• [WHAT TO WORK ON]: In the data below, render everything from the line containing "Please return the segmentation of every instance of the wooden" down to the line containing "[[[118,47],[121,1],[113,0],[113,7],[110,42]]]", both ends included, as a Markdown table with the columns Row and Line, one numbered row per line and blank lines omitted.

(Mask labeling examples)
■ ■ ■ ■ ■
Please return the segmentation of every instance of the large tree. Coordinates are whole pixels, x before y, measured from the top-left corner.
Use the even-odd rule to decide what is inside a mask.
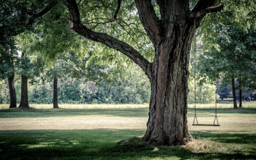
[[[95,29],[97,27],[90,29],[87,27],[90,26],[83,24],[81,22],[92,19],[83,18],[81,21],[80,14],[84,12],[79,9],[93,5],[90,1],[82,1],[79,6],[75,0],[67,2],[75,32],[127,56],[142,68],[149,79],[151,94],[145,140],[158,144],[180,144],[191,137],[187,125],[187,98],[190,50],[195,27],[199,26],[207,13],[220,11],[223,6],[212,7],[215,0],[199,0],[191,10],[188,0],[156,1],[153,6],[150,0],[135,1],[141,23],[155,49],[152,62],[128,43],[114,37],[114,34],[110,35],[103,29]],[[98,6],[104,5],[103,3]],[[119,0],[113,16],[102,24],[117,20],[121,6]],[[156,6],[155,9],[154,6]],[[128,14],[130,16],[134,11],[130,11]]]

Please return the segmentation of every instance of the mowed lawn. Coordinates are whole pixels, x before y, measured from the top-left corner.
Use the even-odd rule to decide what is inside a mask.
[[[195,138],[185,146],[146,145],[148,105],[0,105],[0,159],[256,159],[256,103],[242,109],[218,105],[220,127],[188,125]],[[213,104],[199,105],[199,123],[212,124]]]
■ ■ ■ ■ ■
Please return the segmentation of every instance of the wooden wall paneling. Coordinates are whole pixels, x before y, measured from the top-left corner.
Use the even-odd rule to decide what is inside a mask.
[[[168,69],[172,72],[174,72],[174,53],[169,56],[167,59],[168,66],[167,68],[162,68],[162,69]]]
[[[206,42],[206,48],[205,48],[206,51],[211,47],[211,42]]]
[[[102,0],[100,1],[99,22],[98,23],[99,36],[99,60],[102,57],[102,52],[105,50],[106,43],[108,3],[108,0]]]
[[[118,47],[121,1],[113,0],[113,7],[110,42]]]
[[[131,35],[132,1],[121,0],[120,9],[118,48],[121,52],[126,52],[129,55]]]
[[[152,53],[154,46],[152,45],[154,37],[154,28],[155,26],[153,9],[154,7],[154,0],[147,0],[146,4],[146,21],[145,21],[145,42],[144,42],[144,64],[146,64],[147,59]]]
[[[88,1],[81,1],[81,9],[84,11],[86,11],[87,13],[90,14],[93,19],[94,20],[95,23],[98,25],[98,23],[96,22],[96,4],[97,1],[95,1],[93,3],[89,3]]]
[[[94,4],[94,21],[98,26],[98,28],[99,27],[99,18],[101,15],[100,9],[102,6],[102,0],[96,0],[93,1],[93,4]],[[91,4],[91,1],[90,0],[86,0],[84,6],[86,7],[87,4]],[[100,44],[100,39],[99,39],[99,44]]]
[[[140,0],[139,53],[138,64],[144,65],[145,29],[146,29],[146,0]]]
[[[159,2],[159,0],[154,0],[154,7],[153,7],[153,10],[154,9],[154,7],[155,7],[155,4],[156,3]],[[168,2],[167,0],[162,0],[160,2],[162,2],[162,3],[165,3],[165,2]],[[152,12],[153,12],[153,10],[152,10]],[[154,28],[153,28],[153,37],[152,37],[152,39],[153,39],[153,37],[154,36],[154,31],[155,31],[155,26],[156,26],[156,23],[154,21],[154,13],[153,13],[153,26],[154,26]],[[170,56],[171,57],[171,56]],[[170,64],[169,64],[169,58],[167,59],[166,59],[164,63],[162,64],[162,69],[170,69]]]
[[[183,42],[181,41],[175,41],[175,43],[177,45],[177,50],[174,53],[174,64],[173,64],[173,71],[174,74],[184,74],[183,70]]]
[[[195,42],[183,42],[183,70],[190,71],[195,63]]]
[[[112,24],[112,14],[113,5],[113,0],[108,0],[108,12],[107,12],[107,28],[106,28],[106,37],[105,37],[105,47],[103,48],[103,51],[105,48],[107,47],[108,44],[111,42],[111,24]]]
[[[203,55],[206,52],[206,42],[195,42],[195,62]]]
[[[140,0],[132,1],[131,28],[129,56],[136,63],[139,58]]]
■ ■ ■ ■ ■
• [CORRECT RESULT]:
| Row | Line |
|---|---|
| 1 | Please return the segmentation of every instance of the wooden wall paneling. Coordinates are whole pixels, x before y, measured from the top-left corner. |
| 2 | Use the even-odd rule to decide what is inside a mask. |
| 3 | [[[168,69],[172,72],[174,72],[174,53],[169,56],[167,59],[168,66],[167,68],[162,68],[162,69]]] |
| 4 | [[[206,42],[206,48],[205,48],[206,51],[211,47],[211,42]]] |
| 5 | [[[102,0],[100,1],[99,22],[98,23],[99,36],[99,60],[102,57],[102,52],[105,50],[106,43],[108,3],[108,0]]] |
| 6 | [[[118,47],[121,1],[113,0],[113,7],[110,42]]] |